"""
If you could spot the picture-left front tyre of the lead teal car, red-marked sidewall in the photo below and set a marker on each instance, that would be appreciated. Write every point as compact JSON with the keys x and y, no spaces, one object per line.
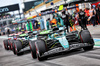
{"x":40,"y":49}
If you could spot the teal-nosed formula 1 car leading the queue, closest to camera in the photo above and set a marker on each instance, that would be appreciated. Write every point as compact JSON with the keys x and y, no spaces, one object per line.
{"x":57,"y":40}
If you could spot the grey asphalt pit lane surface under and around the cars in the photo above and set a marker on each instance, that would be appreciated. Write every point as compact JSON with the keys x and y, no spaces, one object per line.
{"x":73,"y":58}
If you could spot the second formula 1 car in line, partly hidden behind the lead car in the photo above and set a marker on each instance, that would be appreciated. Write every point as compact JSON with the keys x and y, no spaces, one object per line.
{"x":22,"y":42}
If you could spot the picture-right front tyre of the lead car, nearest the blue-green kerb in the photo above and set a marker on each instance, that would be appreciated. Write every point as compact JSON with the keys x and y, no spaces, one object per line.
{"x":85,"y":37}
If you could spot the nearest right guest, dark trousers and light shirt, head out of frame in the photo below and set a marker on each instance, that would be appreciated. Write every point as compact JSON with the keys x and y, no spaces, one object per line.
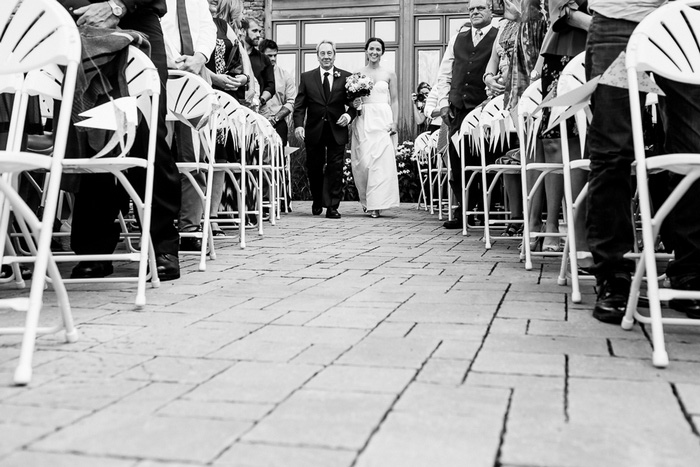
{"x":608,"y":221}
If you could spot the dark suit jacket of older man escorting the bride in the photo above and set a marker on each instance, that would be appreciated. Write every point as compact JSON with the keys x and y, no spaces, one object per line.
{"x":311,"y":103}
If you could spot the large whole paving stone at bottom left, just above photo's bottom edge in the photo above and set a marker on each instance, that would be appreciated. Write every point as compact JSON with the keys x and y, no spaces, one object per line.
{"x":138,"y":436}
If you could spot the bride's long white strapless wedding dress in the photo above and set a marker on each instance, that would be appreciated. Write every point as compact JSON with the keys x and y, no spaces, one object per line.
"""
"""
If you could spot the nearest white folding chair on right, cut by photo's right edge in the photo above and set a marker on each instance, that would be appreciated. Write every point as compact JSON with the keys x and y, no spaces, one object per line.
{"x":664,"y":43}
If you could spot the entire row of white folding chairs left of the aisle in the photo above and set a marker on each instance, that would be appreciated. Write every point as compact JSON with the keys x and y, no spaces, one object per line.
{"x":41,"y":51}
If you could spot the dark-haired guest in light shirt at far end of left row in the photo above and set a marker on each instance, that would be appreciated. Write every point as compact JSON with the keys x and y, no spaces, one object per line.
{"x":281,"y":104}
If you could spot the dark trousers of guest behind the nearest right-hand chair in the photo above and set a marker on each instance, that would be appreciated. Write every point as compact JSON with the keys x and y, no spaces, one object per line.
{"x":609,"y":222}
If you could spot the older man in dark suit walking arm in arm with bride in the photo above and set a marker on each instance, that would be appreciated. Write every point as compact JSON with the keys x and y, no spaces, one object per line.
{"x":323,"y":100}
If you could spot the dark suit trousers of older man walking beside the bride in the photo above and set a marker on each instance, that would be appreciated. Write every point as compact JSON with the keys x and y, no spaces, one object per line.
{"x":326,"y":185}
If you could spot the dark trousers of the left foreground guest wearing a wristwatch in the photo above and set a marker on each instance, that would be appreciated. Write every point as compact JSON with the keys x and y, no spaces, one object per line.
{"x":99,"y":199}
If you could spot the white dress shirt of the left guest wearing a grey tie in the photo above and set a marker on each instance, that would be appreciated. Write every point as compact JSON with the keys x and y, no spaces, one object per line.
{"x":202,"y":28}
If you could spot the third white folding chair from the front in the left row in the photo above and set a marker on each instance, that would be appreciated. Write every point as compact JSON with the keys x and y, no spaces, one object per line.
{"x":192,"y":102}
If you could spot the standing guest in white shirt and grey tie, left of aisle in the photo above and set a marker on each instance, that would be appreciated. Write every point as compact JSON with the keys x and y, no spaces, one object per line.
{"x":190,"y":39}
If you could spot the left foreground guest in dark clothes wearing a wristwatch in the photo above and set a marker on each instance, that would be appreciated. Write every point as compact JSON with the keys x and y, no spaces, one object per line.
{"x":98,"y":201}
"""
**Your task**
The exact lines of the material above starting at the one that contains "If you could spot the large" and ending at the one that contains "If you could spot the bride's" are what to retype; leave out everything else.

**Reply**
If you could spot the large whole paving stone at bottom left, just above photo's bottom edge in the photo above and set a marker on each instance, that would be appreciated. Write every point as compact JSON with the keys x and y, no spaces, one object per line.
{"x":138,"y":436}
If you could spot the bride's long white strapless wedding dress in the photo above and set a marker on each instance, that would be appreciated. Write every point as compact JSON with the keys x and y, no spaces, one object per line.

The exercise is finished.